═══ DATA ENTRIES ═══
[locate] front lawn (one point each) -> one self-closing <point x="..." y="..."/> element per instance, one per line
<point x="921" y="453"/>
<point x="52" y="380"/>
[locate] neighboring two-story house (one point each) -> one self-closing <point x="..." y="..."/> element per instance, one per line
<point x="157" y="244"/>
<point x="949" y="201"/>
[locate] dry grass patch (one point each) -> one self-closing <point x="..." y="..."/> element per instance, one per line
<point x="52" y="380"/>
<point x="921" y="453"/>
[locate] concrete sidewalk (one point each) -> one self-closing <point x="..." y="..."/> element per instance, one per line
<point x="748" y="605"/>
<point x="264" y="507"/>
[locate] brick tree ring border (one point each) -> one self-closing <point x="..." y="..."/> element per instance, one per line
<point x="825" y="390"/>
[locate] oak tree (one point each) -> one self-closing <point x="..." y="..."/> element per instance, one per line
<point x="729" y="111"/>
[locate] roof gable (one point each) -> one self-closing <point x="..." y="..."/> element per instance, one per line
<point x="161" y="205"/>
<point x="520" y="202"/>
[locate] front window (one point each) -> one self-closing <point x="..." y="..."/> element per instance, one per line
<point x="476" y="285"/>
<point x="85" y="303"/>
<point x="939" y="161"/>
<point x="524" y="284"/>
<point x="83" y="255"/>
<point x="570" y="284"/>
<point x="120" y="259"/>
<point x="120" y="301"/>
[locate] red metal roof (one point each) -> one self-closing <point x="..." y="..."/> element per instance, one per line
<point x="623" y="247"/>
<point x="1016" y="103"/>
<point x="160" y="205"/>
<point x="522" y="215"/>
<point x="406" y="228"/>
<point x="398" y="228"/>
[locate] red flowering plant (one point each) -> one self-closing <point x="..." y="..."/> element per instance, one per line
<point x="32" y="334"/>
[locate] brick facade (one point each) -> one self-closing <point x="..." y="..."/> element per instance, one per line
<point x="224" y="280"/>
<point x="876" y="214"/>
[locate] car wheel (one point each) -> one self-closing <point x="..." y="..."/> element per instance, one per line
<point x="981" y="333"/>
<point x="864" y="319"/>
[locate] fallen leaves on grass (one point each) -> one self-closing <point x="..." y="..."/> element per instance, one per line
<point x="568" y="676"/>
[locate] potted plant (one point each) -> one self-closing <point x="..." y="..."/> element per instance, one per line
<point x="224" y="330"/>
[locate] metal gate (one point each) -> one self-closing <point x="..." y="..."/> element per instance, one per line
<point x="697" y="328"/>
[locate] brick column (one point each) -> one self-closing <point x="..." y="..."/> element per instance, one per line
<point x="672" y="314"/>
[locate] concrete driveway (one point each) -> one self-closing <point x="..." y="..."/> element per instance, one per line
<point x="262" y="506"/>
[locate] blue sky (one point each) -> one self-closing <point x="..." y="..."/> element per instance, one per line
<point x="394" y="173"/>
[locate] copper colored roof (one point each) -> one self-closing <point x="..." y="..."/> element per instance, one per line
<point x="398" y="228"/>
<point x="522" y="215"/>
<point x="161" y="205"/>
═══
WHAT TO DO
Transcribe exactly the line containing "[locate] red flowering" and all remaining lines of the material, ending with the last one.

RESPONSE TO THIS EXERCISE
[locate] red flowering plant (one point each) -> one self-closing <point x="..." y="..."/> element per instance, one per line
<point x="32" y="334"/>
[locate] brick facade (one point each) -> one self-closing <point x="..." y="..."/> element per instance, one per line
<point x="224" y="280"/>
<point x="876" y="214"/>
[locate] car wheel (one point each) -> one self-closing <point x="..." y="..."/> element per instance, one per line
<point x="981" y="333"/>
<point x="864" y="319"/>
[locate] fallen leaves on grass (one point each) -> one self-closing <point x="..." y="..."/> element per instance, one per line
<point x="568" y="676"/>
[locate] potted plant (one point each) -> one self-closing <point x="..." y="..."/> element per instance, one per line
<point x="224" y="330"/>
[locate] metal gate (one point each) -> one self-closing <point x="..." y="..."/> element per instance, one per line
<point x="697" y="328"/>
[locate] brick column (one point each) -> one self-closing <point x="..." y="..."/> element per instance, one per line
<point x="672" y="314"/>
[locate] concrete driveway (one point each) -> one self-closing <point x="..." y="..."/> element per instance, one per line
<point x="262" y="506"/>
[locate] blue sky (one point each) -> one self-closing <point x="..." y="..."/> element per instance, one per line
<point x="394" y="173"/>
[locate] copper colored roof (one point each) -> one self-closing <point x="..." y="..."/> element per instance, one per line
<point x="398" y="228"/>
<point x="522" y="215"/>
<point x="161" y="205"/>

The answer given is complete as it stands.